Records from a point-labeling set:
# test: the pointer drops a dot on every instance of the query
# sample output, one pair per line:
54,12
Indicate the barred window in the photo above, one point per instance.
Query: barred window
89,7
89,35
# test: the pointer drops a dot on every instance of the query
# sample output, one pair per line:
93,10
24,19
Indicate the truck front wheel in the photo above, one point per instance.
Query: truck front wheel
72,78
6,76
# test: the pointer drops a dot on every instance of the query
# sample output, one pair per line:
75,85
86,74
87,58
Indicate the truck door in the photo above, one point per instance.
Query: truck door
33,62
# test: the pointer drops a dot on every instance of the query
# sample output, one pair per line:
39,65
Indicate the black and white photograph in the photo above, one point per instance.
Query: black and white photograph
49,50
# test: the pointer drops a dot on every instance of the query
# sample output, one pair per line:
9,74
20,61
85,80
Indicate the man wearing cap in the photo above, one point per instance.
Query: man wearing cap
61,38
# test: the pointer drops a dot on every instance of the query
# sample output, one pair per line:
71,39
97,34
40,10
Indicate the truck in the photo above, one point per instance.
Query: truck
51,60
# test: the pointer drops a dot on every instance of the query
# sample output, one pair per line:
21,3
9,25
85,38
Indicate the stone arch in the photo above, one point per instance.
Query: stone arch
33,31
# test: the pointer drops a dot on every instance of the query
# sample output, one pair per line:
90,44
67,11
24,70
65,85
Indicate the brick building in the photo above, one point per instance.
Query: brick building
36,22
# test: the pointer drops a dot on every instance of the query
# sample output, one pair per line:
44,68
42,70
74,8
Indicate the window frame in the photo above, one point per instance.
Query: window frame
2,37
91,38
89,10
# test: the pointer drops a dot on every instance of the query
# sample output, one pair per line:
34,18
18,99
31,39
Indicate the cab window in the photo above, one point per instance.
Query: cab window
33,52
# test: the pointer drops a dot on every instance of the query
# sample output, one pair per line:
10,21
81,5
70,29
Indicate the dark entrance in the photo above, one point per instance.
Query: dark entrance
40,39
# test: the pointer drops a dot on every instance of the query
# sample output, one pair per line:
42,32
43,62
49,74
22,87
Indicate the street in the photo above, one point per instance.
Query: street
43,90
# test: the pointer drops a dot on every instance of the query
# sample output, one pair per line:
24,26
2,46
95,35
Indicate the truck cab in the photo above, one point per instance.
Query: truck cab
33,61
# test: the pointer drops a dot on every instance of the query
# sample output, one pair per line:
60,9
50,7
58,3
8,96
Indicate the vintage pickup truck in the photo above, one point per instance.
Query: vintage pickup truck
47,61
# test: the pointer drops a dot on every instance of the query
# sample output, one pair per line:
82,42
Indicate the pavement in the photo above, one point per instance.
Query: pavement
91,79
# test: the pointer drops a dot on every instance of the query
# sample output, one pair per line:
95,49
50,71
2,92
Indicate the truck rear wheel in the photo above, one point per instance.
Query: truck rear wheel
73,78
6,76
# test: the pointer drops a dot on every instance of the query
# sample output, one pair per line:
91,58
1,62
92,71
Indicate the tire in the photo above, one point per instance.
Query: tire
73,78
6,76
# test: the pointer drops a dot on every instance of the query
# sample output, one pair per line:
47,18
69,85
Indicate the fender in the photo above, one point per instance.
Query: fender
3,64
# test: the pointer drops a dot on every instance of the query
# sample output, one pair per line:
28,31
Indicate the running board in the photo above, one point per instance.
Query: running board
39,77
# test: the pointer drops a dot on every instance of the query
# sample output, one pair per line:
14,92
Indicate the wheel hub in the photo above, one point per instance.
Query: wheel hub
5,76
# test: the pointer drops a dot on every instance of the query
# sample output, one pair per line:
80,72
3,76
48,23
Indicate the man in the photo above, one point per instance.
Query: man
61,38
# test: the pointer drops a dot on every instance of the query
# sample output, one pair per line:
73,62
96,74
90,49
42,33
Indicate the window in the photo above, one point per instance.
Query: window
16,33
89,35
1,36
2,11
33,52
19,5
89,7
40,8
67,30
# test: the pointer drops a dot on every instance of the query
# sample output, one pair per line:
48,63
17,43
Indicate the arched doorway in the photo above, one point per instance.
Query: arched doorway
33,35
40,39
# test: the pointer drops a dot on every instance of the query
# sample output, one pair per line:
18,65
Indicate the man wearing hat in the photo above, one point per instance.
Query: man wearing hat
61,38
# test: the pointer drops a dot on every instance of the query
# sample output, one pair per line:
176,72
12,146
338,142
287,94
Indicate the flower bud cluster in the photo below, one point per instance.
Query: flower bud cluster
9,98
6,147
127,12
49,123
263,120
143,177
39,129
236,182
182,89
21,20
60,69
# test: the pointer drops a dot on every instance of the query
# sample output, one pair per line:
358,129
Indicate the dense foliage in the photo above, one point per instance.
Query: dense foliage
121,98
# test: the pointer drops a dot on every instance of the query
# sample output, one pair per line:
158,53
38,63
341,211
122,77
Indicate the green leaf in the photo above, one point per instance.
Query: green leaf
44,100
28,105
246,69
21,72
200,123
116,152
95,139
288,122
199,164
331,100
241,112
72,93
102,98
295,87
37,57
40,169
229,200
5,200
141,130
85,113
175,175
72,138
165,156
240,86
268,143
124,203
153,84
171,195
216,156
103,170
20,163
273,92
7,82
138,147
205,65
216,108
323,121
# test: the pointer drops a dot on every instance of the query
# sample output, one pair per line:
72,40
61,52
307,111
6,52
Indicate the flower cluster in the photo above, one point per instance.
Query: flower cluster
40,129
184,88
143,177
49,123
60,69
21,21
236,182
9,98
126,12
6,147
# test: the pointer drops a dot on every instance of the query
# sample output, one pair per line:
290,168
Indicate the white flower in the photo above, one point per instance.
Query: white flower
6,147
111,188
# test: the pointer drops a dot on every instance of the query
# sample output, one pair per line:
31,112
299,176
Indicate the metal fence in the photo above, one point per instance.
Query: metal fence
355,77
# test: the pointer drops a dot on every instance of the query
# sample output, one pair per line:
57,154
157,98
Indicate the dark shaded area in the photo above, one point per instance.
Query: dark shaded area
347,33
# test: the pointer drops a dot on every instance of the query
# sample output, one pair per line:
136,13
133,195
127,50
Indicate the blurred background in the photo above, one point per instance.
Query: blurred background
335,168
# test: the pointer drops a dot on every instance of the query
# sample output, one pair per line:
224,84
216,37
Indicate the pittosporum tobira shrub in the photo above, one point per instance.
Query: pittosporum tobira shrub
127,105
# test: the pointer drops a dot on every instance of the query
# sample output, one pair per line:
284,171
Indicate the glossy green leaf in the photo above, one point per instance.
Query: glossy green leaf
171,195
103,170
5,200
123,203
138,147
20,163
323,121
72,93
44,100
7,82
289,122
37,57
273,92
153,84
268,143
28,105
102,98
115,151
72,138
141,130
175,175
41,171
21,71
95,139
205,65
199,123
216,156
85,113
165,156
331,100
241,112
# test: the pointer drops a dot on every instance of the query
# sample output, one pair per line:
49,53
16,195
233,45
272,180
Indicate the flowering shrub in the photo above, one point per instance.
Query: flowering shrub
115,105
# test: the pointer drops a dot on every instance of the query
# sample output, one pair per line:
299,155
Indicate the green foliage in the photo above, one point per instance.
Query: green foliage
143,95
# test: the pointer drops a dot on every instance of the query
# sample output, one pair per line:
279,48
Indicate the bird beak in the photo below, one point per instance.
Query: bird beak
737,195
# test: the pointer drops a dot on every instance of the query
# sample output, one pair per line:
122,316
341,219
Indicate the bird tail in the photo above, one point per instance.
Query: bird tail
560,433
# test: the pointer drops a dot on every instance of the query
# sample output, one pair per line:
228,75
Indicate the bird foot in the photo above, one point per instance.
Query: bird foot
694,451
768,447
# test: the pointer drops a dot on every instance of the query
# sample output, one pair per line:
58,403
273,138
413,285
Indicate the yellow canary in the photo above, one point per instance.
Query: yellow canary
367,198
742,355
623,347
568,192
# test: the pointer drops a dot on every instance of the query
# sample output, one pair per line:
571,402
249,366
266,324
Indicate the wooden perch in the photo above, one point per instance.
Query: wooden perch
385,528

What you are asked to do => How many lines of the listing above contain the word "glossy", counting only matches with the same case? Give only the number.

Answer to this problem => 2